Excerpted passage:
------------------------------------------------------------------------
It’s not a new story: “I’m not sure if there is a Santa or if moms and dads just spend a lot of money to buy toys.”

I remember hearing that one myself. As if I could afford to buy all that stuff. The child has to understand that it’s magic, not money that makes Christmas. If it was money, our Christmas would be darn depressing.

I can understand kids doubting though. A friend showed my kids some magic tricks the other day and they were both wowed and cynical at the same time. I suppose that’s the same approach my nine-year-old is taking to Christmas.

I, of course, assured him that Santa is real, though I did acknowledge that parents sometimes help out by buying some of the things the Elves can’t make. They know that, because we’ve bought toys every year to donate to other families.

My daughter completely understands it: “Santa’s elves can make stuffed dolls and trains but not always the things on TV,” she explains.

My daughter believes completely in Santa’s magic. So much so, that her Christmas list is impossibly creative — a real mermaid tail she can wear in the water, fairy wings that make her fly, a rainbow blanket that lights up like stars …  this is what happens when you make your kids doubt commercials and advertising but believe in Santa and magic.

And it’s a beautiful thing. I would rather my child believe in fairies and flying than the power of the Barbie Dream House.

My daughter wanted to know if Santa was the same person that St. Nicholas was and how he has managed to live so long. So I explained to her that when someone is that truly loving and caring that what they do never dies, even if they do. And that with some magic tossed in, anything is possible.

What gets to me, though, is the adult Santa deriders. The people who insist that I am doing my children a  disservice by telling them about Santa, or that Santa makes the holidays all about toys and not about spirit. And then there is the very worst accusation — that Santa is a lie and by telling children about him we dishonour their trust.
------------------------------------------------------------------------
Source excerpt:
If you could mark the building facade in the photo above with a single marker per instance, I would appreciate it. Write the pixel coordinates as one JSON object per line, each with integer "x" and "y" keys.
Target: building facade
------------------------------------------------------------------------
Directions:
• 1. What three items does the daughter put on her Christmas list in the essay about Santa?
• 2. Return the stretch of the essay about Santa from "I, of course, assured" through "Santa and magic.".
The data has nothing to do with what comes next.

Response list:
• 1. A real mermaid tail she can wear in the water, fairy wings that make her fly, and a rainbow blanket that lights up like stars.

• 2.
I, of course, assured him that Santa is real, though I did acknowledge that parents sometimes help out by buying some of the things the Elves can’t make. They know that, because we’ve bought toys every year to donate to other families.

My daughter completely understands it: “Santa’s elves can make stuffed dolls and trains but not always the things on TV,” she explains.

My daughter believes completely in Santa’s magic. So much so, that her Christmas list is impossibly creative — a real mermaid tail she can wear in the water, fairy wings that make her fly, a rainbow blanket that lights up like stars …  this is what happens when you make your kids doubt commercials and advertising but believe in Santa and magic.